RIGHE DI DATI >>
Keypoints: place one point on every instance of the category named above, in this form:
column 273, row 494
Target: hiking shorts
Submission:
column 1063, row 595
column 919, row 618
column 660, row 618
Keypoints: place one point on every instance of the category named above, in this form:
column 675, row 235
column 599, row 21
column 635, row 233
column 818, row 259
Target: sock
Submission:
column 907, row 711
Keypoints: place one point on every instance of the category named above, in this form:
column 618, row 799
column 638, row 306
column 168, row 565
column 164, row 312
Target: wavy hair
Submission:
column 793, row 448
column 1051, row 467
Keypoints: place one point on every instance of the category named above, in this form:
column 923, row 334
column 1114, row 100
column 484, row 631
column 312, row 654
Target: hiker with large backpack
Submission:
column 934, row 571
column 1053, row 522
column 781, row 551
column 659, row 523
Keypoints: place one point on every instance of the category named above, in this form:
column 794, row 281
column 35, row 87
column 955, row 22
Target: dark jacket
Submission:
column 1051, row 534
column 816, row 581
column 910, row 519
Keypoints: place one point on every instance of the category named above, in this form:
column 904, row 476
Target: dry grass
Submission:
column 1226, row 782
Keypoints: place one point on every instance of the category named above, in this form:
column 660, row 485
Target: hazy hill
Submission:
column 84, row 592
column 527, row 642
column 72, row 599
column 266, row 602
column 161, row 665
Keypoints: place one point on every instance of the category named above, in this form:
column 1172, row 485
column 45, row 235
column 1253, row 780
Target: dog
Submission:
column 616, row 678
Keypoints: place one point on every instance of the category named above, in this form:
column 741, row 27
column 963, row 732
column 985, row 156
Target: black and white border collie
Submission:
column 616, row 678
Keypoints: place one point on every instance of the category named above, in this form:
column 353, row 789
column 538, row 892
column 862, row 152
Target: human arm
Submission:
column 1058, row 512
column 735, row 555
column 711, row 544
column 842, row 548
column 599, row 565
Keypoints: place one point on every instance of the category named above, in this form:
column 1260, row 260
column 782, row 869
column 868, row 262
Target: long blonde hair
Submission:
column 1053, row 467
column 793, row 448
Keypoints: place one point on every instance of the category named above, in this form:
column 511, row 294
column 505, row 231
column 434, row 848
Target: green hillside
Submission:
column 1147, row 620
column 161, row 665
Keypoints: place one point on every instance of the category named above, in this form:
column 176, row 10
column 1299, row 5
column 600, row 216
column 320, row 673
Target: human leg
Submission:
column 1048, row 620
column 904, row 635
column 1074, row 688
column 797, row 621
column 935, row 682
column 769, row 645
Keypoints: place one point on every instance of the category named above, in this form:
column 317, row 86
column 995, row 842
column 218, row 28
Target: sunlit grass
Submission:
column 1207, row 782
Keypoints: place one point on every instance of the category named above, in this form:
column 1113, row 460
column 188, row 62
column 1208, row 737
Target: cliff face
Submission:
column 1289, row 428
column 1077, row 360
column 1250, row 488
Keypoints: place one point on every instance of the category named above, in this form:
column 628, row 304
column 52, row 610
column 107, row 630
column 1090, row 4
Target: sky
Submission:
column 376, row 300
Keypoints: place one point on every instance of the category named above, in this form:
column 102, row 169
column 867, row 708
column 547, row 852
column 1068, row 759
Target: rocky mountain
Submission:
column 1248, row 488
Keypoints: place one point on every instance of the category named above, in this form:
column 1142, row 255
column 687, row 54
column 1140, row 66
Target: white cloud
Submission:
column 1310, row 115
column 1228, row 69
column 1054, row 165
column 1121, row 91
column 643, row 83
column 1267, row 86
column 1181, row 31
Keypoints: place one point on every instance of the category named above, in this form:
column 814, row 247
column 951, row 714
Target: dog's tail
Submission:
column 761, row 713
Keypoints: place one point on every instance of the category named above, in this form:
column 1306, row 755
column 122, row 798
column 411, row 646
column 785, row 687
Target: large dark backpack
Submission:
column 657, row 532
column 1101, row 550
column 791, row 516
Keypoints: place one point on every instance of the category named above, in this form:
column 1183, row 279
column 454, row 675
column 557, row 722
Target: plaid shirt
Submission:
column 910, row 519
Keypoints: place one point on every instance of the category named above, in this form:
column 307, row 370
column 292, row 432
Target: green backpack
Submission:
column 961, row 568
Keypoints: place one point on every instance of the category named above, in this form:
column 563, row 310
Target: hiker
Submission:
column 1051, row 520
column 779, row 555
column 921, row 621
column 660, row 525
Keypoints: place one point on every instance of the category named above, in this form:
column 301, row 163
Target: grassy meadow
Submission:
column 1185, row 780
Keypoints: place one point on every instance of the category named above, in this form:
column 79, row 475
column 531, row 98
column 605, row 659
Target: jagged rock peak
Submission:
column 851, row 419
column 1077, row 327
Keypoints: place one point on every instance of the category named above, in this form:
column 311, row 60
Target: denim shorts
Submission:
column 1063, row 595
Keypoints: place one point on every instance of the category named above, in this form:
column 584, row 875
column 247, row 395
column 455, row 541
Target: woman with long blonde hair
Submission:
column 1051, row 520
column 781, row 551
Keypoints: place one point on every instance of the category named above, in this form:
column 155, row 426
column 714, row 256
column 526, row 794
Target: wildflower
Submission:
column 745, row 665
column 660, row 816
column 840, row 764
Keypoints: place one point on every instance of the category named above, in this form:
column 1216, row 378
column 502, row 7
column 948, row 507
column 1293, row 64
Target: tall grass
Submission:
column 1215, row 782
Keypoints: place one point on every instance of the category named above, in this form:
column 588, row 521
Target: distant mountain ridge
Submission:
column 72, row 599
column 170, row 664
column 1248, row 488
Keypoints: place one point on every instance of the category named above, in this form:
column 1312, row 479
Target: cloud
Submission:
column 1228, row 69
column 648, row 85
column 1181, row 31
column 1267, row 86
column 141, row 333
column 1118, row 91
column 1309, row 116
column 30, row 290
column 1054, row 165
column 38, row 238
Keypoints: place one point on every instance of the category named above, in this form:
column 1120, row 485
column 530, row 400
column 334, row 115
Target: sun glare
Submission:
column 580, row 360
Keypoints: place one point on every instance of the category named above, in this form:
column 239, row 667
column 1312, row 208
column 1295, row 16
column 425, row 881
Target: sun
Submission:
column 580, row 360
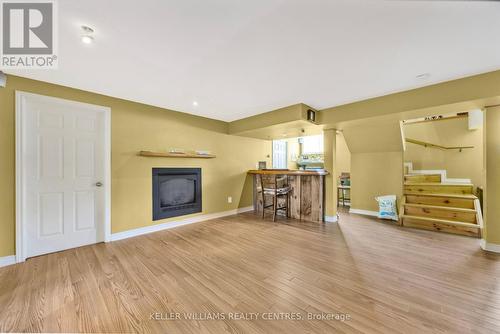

COMPITO DELL'ESERCIZIO >> Inserisci in un elenco numerato tutte le righe delle voci qui sopra, senza le righe vuote. Lascia fuori le immagini dalla risposta.

RISPOSTA ALL'ESERCIZIO >>
1. Keypoints: place one point on every instance of the category named above, in this form:
2. column 273, row 494
3. Target: hiking shorts
4. Submission:
5. column 1063, row 595
6. column 919, row 618
7. column 660, row 618
8. Keypoints: place one point on every instance of the category named above, in this form:
9. column 675, row 235
10. column 599, row 21
11. column 635, row 233
12. column 818, row 259
13. Target: sock
14. Submission:
15. column 907, row 711
16. Keypoints: place one point on every instance of the category named above, in this form:
17. column 618, row 799
18. column 638, row 306
19. column 168, row 565
20. column 164, row 312
21. Target: wavy hair
22. Submission:
23. column 793, row 448
24. column 1051, row 467
25. Keypoints: place one point on every instance of the category named above, in this form:
26. column 923, row 334
27. column 1114, row 100
28. column 484, row 631
29. column 312, row 654
30. Target: hiker with large backpack
31. Submission:
32. column 934, row 571
33. column 1053, row 522
34. column 781, row 551
35. column 659, row 523
36. Keypoints: place one point on every instance of the category named above, in this form:
37. column 794, row 281
38. column 35, row 87
39. column 955, row 22
40. Target: dark jacket
41. Submission:
42. column 1051, row 534
43. column 816, row 581
44. column 910, row 519
45. Keypoints: place one point on every instance of the category named above, in this form:
46. column 904, row 476
47. Target: dry grass
48. Submission:
49. column 1226, row 782
50. Keypoints: place one point on every instance of the category named above, in this form:
51. column 660, row 485
52. Target: hazy hill
53. Submission:
54. column 84, row 592
55. column 527, row 642
56. column 72, row 599
57. column 266, row 602
58. column 161, row 665
59. Keypoints: place one point on every instance of the category named above, in this form:
60. column 1172, row 485
61. column 45, row 235
62. column 1253, row 780
63. Target: dog
64. Submission:
65. column 616, row 678
66. Keypoints: place one point on every instance of the category named above, in this form:
67. column 741, row 27
68. column 963, row 732
69. column 985, row 156
70. Target: black and white border collie
71. Submission:
72. column 616, row 678
73. Keypoints: place one point on every instance of the category named above, in this form:
74. column 353, row 789
75. column 538, row 892
76. column 862, row 152
77. Target: human arm
78. Submission:
79. column 1058, row 512
80. column 735, row 555
81. column 711, row 544
82. column 842, row 548
83. column 599, row 565
84. Keypoints: place one point on every instance of the category named above, in this form:
85. column 1260, row 260
86. column 782, row 869
87. column 868, row 262
88. Target: long blonde hair
89. Submission:
90. column 1053, row 467
91. column 793, row 448
92. Keypoints: place one point on every instance of the category named above, in this form:
93. column 511, row 294
94. column 505, row 231
95. column 434, row 848
96. Target: green hillside
97. Submission:
98. column 1147, row 620
99. column 161, row 665
100. Keypoints: place one point on every instance of the category named above, in this form:
101. column 176, row 10
102. column 1299, row 5
103. column 600, row 216
104. column 320, row 673
105. Target: human leg
106. Submission:
107. column 1048, row 620
108. column 904, row 635
109. column 1074, row 688
110. column 797, row 621
111. column 935, row 682
112. column 769, row 645
113. Keypoints: place one point on every instance of the category named above, in this form:
114. column 317, row 86
115. column 995, row 842
116. column 218, row 28
117. Target: sunlit grass
118. Submission:
119. column 1207, row 782
120. Keypoints: place one point on every instance of the category named above, in this form:
121. column 1113, row 460
122. column 188, row 62
123. column 1208, row 737
124. Target: cliff face
125. Submission:
126. column 1289, row 428
127. column 1077, row 360
128. column 1250, row 488
129. Keypoints: place one point on every instance of the category named above, in this form:
130. column 628, row 304
131. column 52, row 610
132. column 107, row 630
133. column 1090, row 4
134. Target: sky
135. Submission:
136. column 376, row 300
137. Keypoints: place one point on every instance of the category named above, in this form:
138. column 102, row 169
139. column 867, row 708
140. column 547, row 852
141. column 1068, row 759
142. Target: rocky mountain
143. Submission:
144. column 1248, row 488
145. Keypoints: place one point on every instance of the category named above, in this form:
146. column 1142, row 255
147. column 687, row 54
148. column 1140, row 66
149. Target: white cloud
150. Submission:
151. column 1310, row 115
152. column 1228, row 69
153. column 1054, row 165
154. column 1121, row 91
155. column 643, row 83
156. column 1267, row 86
157. column 1181, row 31
158. Keypoints: place one point on every instance of the category named above, in this form:
159. column 814, row 247
160. column 951, row 714
161. Target: dog's tail
162. Submission:
163. column 761, row 713
164. Keypoints: place one point on every instance of the category named above, in this form:
165. column 1306, row 755
166. column 122, row 798
167. column 411, row 646
168. column 785, row 687
169. Target: large dark backpack
170. Submission:
171. column 657, row 532
172. column 1101, row 550
173. column 791, row 516
174. Keypoints: place one point on every instance of the category named above, in this form:
175. column 1183, row 279
176. column 454, row 675
177. column 557, row 722
178. Target: plaid shirt
179. Submission:
180. column 910, row 519
181. Keypoints: place one point on every instance of the category named above, in this form:
182. column 307, row 370
183. column 292, row 432
184. Target: green backpack
185. Submission:
186. column 961, row 568
187. Keypoints: place one point on every instance of the category named above, in this form:
188. column 563, row 310
189. Target: hiker
190. Submission:
191. column 1051, row 520
192. column 779, row 555
193. column 921, row 621
194. column 660, row 525
195. Keypoints: place one point on every instance of the category named above, in this form:
196. column 301, row 163
197. Target: grassy meadow
198. Submission:
199. column 1185, row 780
200. Keypoints: place one point on every instance of the category named above, in this form:
201. column 79, row 475
202. column 531, row 98
203. column 605, row 659
204. Target: jagged rock peak
205. Submission:
206. column 851, row 419
207. column 1077, row 327
208. Keypoints: place one point on every instance of the category named above, in this form:
209. column 311, row 60
210. Target: denim shorts
211. Submission:
212. column 1063, row 595
213. Keypoints: place one point on every instance of the category named above, in this form:
214. column 584, row 875
215. column 247, row 395
216. column 455, row 541
217. Target: woman with long blonde hair
218. Submission:
219. column 1051, row 520
220. column 781, row 551
221. Keypoints: place one point on every instance of the category named above, in this form:
222. column 155, row 426
223. column 714, row 256
224. column 526, row 794
225. Target: wildflower
226. Submission:
227. column 745, row 665
228. column 660, row 816
229. column 840, row 764
230. Keypoints: place one point on every instance of the category named above, in this form:
231. column 1216, row 378
232. column 502, row 7
233. column 948, row 507
234. column 1293, row 64
235. Target: tall grass
236. Submission:
237. column 1215, row 782
238. Keypoints: place one point on every instance of the category named above, in this form:
239. column 588, row 521
240. Target: distant mountain ridge
241. Submission:
242. column 72, row 599
243. column 170, row 664
244. column 1248, row 488
245. Keypoints: place one point on every instance of the category named above, in this form:
246. column 1312, row 479
247. Target: cloud
248. Submission:
249. column 1228, row 69
250. column 648, row 85
251. column 1181, row 31
252. column 1267, row 86
253. column 141, row 333
254. column 1118, row 91
255. column 1309, row 116
256. column 30, row 290
257. column 1054, row 165
258. column 38, row 238
259. Keypoints: place one point on every instance of the category named above, in this form:
260. column 1120, row 485
261. column 530, row 400
262. column 334, row 115
263. Target: sun glare
264. Submission:
265. column 580, row 360
266. Keypoints: place one point on every instance of the category named above, in this form:
267. column 239, row 667
268. column 1312, row 208
269. column 1295, row 16
270. column 425, row 881
271. Target: sun
272. Submission:
273. column 580, row 360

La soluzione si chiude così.